## Challenge A
Answer these questions about the 2014 RZR forum thread, one per line:
(i) What price tag did INTOTHEBLUE see?
(ii) What does Land or Water wish about the machine?
(iii) According to kyle2601, what do you get to find?
## Challenge B
In the 2014 RZR forum thread, rewrite the passage that begins at "That is one" and stops after "in the machine.", swapping "pretty quick" for "fast".
## Challenge C
Pick up the 2014 RZR forum thread after its final sentence and keep it going.

── Text provided ──

# 2014 rzr



## INTOTHEBLUE (Jun 21, 2011)

Well I just watched the launch video. It looks pretty awesome! My original plan was to pay off my student loans and pay cash for one, which means in a couple years. I seriously considered making a trip to bank this week. Then I saw the 20k price tag. I guess I will wait lol. It is a bad machine though.


----------



## Land or Water (May 12, 2013)

It is cool. Wish it was street legal.


----------



## Hotrod (Oct 11, 2006)

https://www.youtube.com/watch?feature=player_embedded&v=VhL-UdQh31A#at=501

.


----------



## kyle2601 (Oct 23, 2008)

That is one thing you won't catch me doing. Its cool to be the first kid on the block to have the new stuff but it wears out pretty quick and you learn you get screwed in the end. You get to find all the flaws in the machine.

───
── Supplied records ──

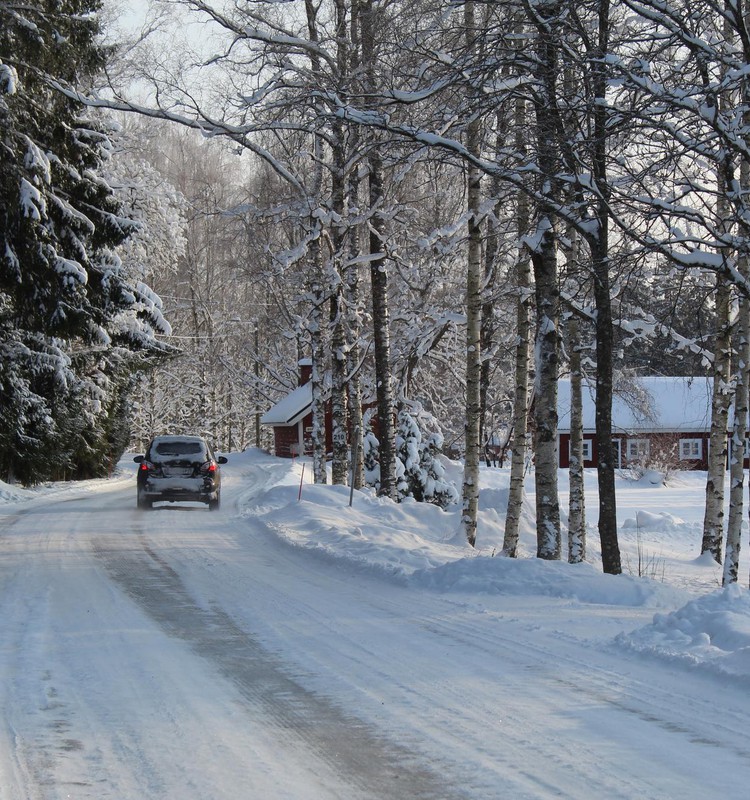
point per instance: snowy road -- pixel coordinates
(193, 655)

───
── Supplied records ──

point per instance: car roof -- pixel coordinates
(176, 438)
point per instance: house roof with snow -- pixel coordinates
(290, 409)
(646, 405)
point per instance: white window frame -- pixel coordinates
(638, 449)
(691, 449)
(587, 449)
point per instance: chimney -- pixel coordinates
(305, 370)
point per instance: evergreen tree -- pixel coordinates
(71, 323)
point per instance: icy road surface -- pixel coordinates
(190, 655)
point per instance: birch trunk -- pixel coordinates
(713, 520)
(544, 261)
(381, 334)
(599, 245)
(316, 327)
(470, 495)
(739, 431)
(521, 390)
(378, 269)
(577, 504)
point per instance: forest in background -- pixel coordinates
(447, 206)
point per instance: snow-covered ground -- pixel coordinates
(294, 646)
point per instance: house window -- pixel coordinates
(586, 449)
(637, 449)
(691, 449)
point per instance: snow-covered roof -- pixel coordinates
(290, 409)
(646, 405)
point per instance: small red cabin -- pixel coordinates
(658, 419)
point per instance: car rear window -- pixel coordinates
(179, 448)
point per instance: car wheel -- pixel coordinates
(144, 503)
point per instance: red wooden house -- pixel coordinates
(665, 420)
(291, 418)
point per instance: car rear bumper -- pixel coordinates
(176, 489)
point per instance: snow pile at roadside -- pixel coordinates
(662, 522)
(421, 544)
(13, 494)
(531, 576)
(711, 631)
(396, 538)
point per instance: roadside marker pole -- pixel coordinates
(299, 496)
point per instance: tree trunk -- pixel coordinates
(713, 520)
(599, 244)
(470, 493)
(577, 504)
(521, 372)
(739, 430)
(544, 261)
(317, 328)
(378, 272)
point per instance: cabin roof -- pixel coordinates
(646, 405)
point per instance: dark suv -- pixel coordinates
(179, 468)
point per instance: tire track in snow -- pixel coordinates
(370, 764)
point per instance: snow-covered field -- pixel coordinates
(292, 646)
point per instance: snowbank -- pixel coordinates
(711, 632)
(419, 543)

───
── Supplied records ──

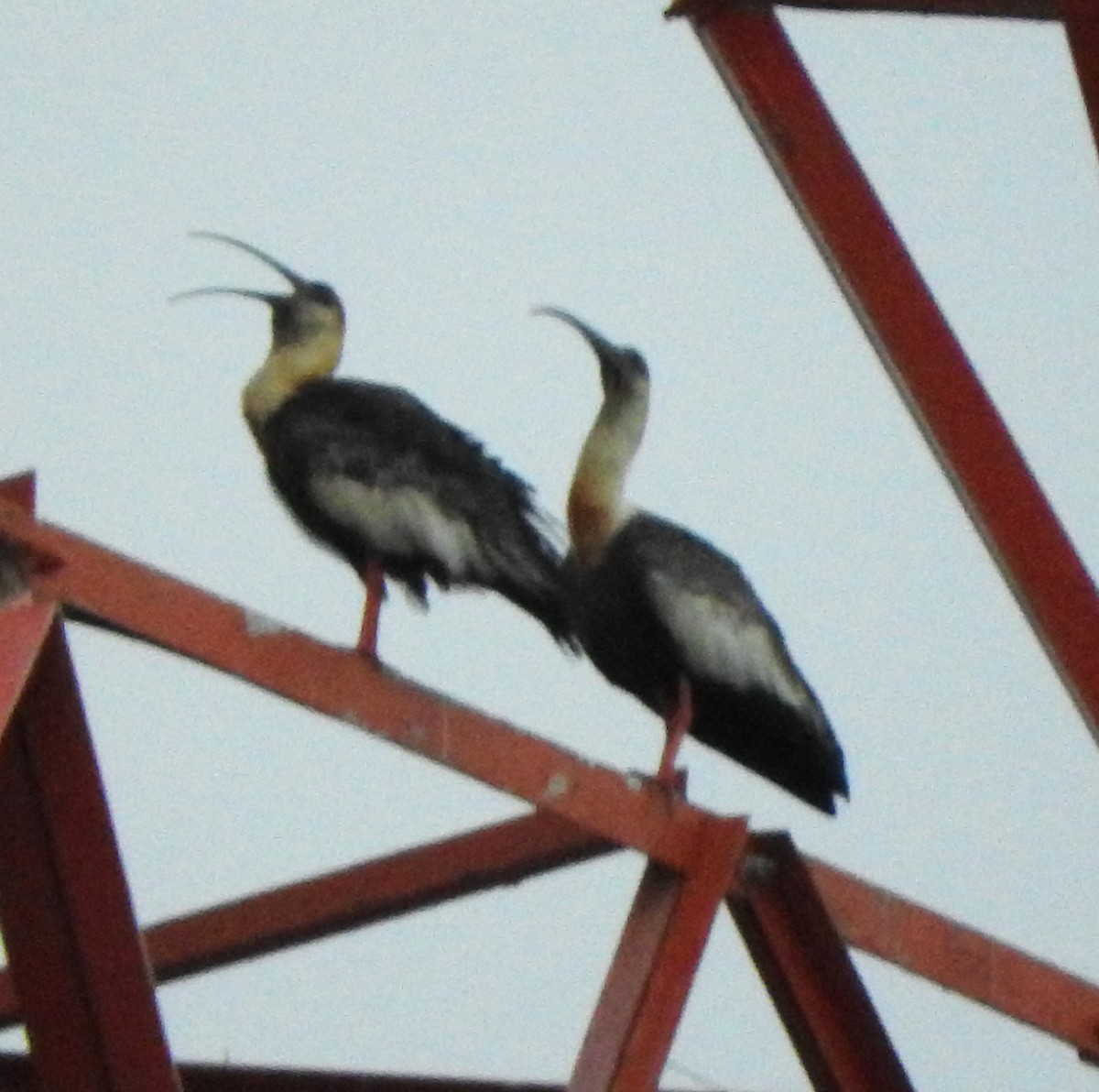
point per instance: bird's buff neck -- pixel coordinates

───

## Reply A
(i) 20k
(ii) That it was street legal
(iii) All the flaws in the machine

## Reply B
That is one thing you won't catch me doing. Its cool to be the first kid on the block to have the new stuff but it wears out fast and you learn you get screwed in the end. You get to find all the flaws in the machine.

## Reply C
I will just stick to my xp and sell the 2nd xp I have to buy my boat. Just don't use them enough to justify owning two of them. Plus there are tons and tons of mods on the market now for the xp900 now and I am sure they will copy the body kit on the 1000 to transfer to the 900 soon. Few differences but I do like the cockpit of the 1000


----------



## TXShooter (Aug 13, 2007)

Two of my buddies have them on order.

They sure look nice.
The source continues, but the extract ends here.